Problem requirements: Exactly as written, return every line of the data below apart from the pictures.

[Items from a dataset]

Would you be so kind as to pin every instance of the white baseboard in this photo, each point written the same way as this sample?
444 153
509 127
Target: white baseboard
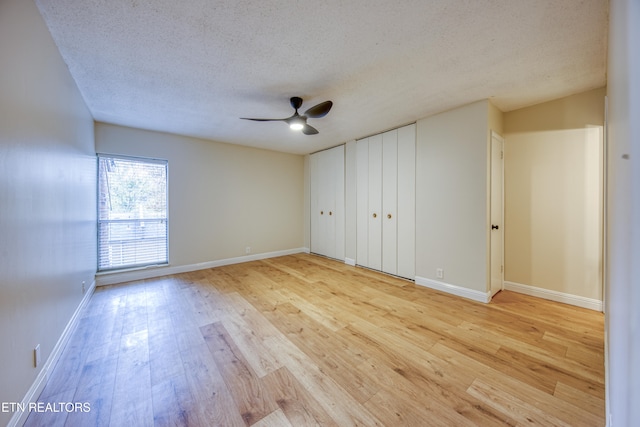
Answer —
19 417
460 291
590 303
107 278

Task output:
Would you be so kind as to pin every instance of the white baseboard in this photo, each point written the same way as this sample?
444 153
509 127
Target: white baseboard
Answer —
19 417
460 291
590 303
107 278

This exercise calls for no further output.